DIRECTIONS: Please reproduce all of the records below, line for line and with no changes.
• • • •
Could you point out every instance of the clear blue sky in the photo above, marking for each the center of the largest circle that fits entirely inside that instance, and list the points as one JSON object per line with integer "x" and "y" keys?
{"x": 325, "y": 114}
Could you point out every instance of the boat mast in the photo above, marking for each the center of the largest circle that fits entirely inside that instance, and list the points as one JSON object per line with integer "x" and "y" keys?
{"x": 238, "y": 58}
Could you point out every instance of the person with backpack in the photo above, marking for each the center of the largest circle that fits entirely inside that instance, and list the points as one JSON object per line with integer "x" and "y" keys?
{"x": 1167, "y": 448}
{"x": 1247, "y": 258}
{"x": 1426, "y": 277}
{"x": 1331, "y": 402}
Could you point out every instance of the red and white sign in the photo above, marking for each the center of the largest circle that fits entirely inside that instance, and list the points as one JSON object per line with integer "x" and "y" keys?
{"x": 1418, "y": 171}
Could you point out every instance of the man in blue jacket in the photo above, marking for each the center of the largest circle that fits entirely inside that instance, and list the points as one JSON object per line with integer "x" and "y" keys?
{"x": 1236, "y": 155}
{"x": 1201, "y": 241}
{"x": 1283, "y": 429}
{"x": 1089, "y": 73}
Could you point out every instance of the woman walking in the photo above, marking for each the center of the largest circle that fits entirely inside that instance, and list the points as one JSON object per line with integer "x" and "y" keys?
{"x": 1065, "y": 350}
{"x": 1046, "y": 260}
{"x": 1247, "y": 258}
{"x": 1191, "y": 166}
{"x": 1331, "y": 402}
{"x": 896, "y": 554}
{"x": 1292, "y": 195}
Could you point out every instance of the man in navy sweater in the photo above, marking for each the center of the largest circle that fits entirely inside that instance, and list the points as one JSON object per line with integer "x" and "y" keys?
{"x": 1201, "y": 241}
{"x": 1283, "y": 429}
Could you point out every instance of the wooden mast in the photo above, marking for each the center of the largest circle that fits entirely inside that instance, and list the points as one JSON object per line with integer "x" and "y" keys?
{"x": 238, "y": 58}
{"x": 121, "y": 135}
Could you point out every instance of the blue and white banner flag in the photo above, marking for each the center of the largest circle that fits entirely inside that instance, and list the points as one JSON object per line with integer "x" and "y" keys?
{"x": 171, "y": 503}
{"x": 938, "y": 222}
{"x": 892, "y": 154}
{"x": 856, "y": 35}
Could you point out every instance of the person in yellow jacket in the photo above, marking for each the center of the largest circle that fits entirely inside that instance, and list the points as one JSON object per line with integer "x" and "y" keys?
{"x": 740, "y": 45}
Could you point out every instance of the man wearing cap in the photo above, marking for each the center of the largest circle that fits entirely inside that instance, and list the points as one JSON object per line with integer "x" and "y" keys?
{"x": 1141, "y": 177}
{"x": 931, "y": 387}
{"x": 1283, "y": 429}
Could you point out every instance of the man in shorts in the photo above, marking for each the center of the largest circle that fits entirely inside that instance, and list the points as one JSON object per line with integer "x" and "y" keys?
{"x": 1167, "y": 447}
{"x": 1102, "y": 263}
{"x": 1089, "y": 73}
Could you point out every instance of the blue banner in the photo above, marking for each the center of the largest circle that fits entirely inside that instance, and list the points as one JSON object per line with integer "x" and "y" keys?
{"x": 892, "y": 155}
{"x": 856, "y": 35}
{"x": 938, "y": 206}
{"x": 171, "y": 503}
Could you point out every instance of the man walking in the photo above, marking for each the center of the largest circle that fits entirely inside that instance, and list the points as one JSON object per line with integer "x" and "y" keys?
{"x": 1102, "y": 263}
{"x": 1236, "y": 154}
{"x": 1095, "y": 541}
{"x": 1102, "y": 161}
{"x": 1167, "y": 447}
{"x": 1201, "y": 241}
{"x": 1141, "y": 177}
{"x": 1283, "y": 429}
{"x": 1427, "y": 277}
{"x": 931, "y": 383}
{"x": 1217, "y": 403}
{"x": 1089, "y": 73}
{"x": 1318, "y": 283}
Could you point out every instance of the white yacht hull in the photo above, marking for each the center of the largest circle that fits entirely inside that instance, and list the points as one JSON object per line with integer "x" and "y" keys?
• • • •
FINISHED EXERCISE:
Could you point out every instance of the clear blue sky in the photo above, marking for each the center of the largest circle that fits entirely inside that instance, and list the points as one JSON object per line with integer "x" and "y" keys?
{"x": 325, "y": 114}
Could you point out every instance of the boat mast in the photo above, marking for each the center of the largest circle that fits entirely inside that instance, and list the points as one JSON object per line with integer "x" and "y" keys?
{"x": 238, "y": 58}
Could you point out every instance of the person with backpack in the photo above, marking for each the center of the largest circle that fits entirely inside that instance, and list the points as one JSON object per line with integer "x" and "y" keys?
{"x": 1167, "y": 448}
{"x": 1247, "y": 258}
{"x": 1426, "y": 277}
{"x": 1331, "y": 402}
Could you point out every instance of the red and white sign in the photo above, marking for each the center of the largest circle that fits entirely inside that instance, and list the points as one JSON object per line with integer "x" and "y" keys?
{"x": 1418, "y": 171}
Could you point out every instance of the man in blue jacket in the photo above, marking for each the center of the largest circle that fits entirely inside that instance, and list the points as one JSON object per line with integer "x" and "y" keys?
{"x": 1236, "y": 155}
{"x": 1201, "y": 241}
{"x": 1283, "y": 429}
{"x": 1089, "y": 73}
Could you point out every instance of the woman walking in the photo above, marking for each the center of the largest circle that fits entirely inside that instance, and list the points as one JSON object per line with integer "x" and "y" keys?
{"x": 1065, "y": 350}
{"x": 1046, "y": 260}
{"x": 1247, "y": 258}
{"x": 1191, "y": 166}
{"x": 1331, "y": 402}
{"x": 896, "y": 554}
{"x": 1292, "y": 195}
Could you point out every instance of the man in navy sweater in the photo above, marking for each the center of the largest circle that fits entirely inside that instance, and list the points as one JSON object per line with integer "x" and "y" keys?
{"x": 1201, "y": 241}
{"x": 1283, "y": 429}
Could you point out every instance of the wooden mast in the photo above, marking for each the center of the largest circle that fits entirely inside that instance, and list the points as one JSON object per line with integer "x" and "y" keys?
{"x": 238, "y": 58}
{"x": 121, "y": 135}
Could you point out every instance of the blue and white banner flag in the photo above, marking for each the center of the largest circle that fits entirely inside that instance, and list the points as one JSON object per line with integer "x" and "y" keys?
{"x": 171, "y": 503}
{"x": 938, "y": 222}
{"x": 892, "y": 154}
{"x": 856, "y": 35}
Could you point out every instance of the person in yellow jacket in the photo above, marking for each the center of the largest circle that fits entirely inside that instance, and list the points as one JSON object per line with integer "x" and "y" keys?
{"x": 740, "y": 45}
Could you point out every instance of the man wearing cap in the photo above, marking for each the center of the largest circle that fits entirely inside that instance, and list the points as one JSON object per line with integer "x" and "y" keys?
{"x": 1141, "y": 177}
{"x": 931, "y": 387}
{"x": 1283, "y": 429}
Could you point out every instance of the man in shorts in the photo above, marking for each the center of the largest circle that fits entirely inside that instance, and list the points as one JSON object per line with integer "x" and "y" keys?
{"x": 1167, "y": 447}
{"x": 1102, "y": 263}
{"x": 1089, "y": 73}
Could you point out every instance of the blue banner in the photo above, marking for each the center of the largest circle that fits entirely inside that instance, and list the points as one JSON object per line with integer "x" and "y" keys?
{"x": 892, "y": 155}
{"x": 856, "y": 35}
{"x": 938, "y": 206}
{"x": 171, "y": 503}
Could you point out every instance of the man walking in the photo above, marking for each the center of the largest circle that fits entirely inside that instance, and list the points as one JSON object per line with integer "x" and "y" keys?
{"x": 1102, "y": 263}
{"x": 1236, "y": 154}
{"x": 1095, "y": 541}
{"x": 1102, "y": 161}
{"x": 1167, "y": 447}
{"x": 1201, "y": 241}
{"x": 1141, "y": 177}
{"x": 1283, "y": 429}
{"x": 1427, "y": 277}
{"x": 931, "y": 383}
{"x": 1217, "y": 403}
{"x": 1089, "y": 73}
{"x": 1318, "y": 283}
Could you point out every instance of the white yacht hull in the photo above, marking for each the center of the largest circle that fits entirely inside that instance, and list the points as one JSON object per line with integer "x" and "y" keys?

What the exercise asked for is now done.